_Work to do_:
Show every line in the entries below that contains the string "corners". Case counts.

_Record extracts_:
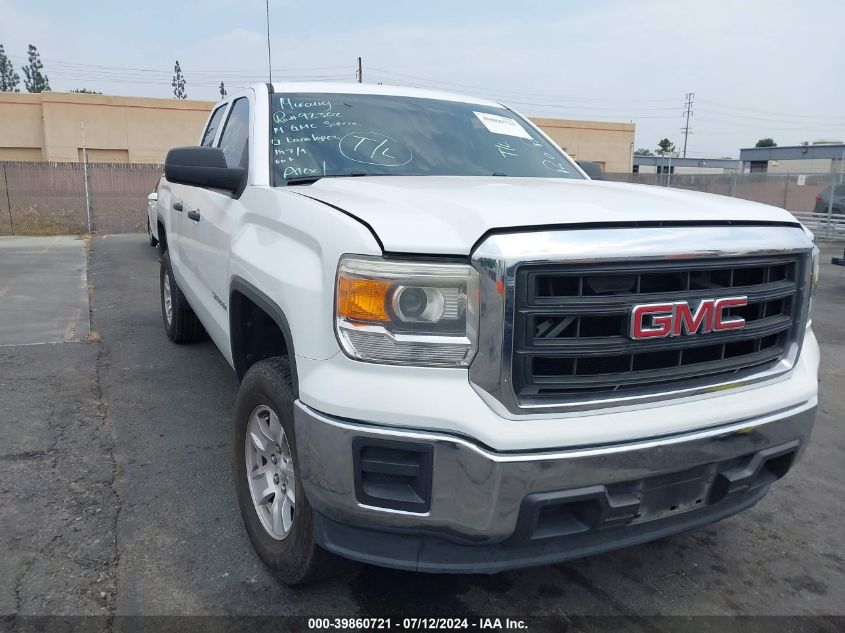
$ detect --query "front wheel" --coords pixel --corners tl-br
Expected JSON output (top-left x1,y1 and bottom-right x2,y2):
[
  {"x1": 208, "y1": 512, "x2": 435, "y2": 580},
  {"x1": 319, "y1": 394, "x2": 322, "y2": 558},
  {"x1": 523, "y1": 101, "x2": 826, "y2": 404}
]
[{"x1": 232, "y1": 357, "x2": 339, "y2": 585}]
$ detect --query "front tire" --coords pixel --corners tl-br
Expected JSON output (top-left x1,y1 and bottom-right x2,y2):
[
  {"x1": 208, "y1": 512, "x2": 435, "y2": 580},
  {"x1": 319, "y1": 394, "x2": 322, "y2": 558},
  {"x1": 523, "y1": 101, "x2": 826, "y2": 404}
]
[
  {"x1": 159, "y1": 251, "x2": 205, "y2": 343},
  {"x1": 232, "y1": 357, "x2": 339, "y2": 585}
]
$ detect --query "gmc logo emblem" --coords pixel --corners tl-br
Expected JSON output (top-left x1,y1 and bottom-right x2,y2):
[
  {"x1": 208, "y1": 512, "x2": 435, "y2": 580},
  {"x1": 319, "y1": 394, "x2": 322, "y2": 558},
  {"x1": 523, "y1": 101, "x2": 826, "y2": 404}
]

_Task output_:
$ detect --query "front wheel" --coords pixel --corners tl-br
$ detect --query "front tire" --coords pixel --corners tl-br
$ detect --query "gmc logo emblem" --coords pixel --corners tl-br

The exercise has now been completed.